▶ _WHAT YOU HAVE TO DO_: From the news excerpt on the payroll tax cut dispute, write out word for word the part that opens with the words "His celebration was" and closes with "salesmen than Congress.".

▶ _EXCERPT TO READ_:

His celebration was premature.

Furious House Republicans said McConnell's deal for a two-month extension of payroll tax cuts is 10 months too few. They are prepared to let everyone's Social Security taxes rise an average $20 a week for a while if that's what it takes to extend the cut for a year. And they are intent on dragging the vacationing Senate back to Washington to do it their way.

"I don't care about the political implications," Rep. Tom Reed, R-N.Y., said Monday.

Senate Republicans do, especially those up for re-election at a time when Americans are more apt to trust car salesmen than Congress.

"The House Republicans' plan to scuttle the deal to help middle-class families is irresponsible and wrong," said one, Sen. Scott Brown, R-Mass.

It was at least the third time in a year dominated by partisan standoffs that House conservatives, led by a nearly 90-member freshman class, brought GOP leaders up short on their plans to compromise. The first was last spring when they forced GOP leaders to rewrite spending bills to deepen federal spending cuts. Then there were objections in the summer over raising the nation's debt limit, which brought the government to the brink of a first-ever default.

Now, the question of compromise is keeping a tax cut - the stuff of Republican dogma - hanging on the eve of the presidential and congressional election year.

At stake are Social Security payroll taxes paid by 160 million workers. President Barack Obama and the last Congress agreed to cut them by 2 percentage points a year ago, but only for a year. On Jan. 1, they go back up to 6.2 percent if Congress doesn't act. Also, people without jobs for more than six months start losing benefits and doctors' Medicare fees get cut by 27 percent.

House Speaker John Boehner, R-Ohio, derided what he said was yet another instance of the Senate "kicking the can down the road" with only a two-month renewal of the status quo. Doing it for an entire year would mean more certainty "for job creators and others," he said.

▶ _RECORDS SHOWN_:
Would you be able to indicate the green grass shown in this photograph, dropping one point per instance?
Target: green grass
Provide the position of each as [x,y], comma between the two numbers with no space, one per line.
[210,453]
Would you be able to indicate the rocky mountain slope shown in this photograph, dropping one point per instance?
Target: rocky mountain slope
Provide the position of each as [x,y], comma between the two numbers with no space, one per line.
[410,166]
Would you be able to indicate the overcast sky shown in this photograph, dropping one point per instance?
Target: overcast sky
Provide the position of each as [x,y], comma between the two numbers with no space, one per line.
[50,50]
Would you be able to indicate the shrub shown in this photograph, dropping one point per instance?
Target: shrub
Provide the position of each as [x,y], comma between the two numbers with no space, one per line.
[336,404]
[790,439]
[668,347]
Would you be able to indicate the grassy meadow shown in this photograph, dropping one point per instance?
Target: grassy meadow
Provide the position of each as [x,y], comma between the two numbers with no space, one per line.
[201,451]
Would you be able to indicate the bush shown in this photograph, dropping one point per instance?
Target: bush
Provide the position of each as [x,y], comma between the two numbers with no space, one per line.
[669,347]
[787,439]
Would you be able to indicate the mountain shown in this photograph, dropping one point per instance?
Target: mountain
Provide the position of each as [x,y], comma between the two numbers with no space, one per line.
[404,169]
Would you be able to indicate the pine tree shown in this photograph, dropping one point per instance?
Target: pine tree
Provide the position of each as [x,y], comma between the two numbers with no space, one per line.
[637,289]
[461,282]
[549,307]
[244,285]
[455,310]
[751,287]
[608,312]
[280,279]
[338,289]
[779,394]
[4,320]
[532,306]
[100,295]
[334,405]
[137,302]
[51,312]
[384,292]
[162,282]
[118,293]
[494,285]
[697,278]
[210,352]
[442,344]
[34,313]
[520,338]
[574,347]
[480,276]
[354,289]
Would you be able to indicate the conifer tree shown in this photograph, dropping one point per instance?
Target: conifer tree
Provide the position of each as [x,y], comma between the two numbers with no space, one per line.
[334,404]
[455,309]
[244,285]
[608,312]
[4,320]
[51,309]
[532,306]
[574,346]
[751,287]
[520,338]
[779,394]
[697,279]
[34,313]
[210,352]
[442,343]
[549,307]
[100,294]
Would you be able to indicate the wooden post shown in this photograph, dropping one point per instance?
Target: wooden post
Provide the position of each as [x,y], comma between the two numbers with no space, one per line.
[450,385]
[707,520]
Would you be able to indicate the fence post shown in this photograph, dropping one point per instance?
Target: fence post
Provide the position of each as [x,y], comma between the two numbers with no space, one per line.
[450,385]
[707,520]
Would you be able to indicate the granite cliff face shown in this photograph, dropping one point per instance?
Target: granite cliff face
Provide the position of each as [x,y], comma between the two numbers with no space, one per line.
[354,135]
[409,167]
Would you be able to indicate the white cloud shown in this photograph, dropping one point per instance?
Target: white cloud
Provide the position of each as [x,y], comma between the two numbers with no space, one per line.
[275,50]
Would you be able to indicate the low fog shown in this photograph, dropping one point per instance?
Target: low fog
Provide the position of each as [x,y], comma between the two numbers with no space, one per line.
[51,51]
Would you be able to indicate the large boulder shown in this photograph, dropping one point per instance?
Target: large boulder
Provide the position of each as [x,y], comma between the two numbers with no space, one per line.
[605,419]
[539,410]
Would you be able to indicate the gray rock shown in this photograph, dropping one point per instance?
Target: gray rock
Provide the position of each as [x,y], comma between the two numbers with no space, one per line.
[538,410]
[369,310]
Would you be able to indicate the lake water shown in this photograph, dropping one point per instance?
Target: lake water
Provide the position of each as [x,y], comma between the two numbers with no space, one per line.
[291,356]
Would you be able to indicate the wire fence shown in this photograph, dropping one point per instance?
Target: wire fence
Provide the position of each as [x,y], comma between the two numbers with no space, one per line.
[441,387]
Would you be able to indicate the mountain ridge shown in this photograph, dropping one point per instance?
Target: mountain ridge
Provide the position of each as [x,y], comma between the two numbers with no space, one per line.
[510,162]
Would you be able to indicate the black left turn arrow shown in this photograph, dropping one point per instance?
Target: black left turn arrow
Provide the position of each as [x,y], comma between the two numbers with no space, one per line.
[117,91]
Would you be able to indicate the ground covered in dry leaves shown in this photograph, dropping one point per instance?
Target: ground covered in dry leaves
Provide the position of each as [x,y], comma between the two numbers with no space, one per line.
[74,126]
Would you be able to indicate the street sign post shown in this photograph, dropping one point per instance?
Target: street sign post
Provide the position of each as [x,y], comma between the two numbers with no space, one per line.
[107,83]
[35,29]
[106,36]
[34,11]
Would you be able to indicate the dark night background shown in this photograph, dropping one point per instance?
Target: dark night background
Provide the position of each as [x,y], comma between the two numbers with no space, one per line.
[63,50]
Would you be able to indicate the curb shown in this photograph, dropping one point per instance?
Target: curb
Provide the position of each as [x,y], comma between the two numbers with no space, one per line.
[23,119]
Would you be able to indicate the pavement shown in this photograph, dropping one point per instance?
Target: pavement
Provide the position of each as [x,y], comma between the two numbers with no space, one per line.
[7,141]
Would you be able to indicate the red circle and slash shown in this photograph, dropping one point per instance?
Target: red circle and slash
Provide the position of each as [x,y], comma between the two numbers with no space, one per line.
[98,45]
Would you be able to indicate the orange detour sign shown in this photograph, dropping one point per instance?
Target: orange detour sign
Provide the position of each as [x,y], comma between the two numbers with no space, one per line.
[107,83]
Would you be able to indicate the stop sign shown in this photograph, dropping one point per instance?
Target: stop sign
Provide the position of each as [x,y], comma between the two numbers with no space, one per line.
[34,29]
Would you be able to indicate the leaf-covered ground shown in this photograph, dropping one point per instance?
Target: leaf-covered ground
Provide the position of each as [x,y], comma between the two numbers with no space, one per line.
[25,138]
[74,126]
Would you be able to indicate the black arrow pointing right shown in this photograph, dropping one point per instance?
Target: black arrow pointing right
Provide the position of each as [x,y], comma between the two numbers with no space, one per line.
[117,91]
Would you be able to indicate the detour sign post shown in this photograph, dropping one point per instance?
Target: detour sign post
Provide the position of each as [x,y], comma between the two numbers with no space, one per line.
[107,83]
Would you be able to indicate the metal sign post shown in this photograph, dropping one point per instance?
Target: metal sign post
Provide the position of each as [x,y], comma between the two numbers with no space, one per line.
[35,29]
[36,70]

▶ _EXERCISE RESPONSE_:
His celebration was premature.

Furious House Republicans said McConnell's deal for a two-month extension of payroll tax cuts is 10 months too few. They are prepared to let everyone's Social Security taxes rise an average $20 a week for a while if that's what it takes to extend the cut for a year. And they are intent on dragging the vacationing Senate back to Washington to do it their way.

"I don't care about the political implications," Rep. Tom Reed, R-N.Y., said Monday.

Senate Republicans do, especially those up for re-election at a time when Americans are more apt to trust car salesmen than Congress.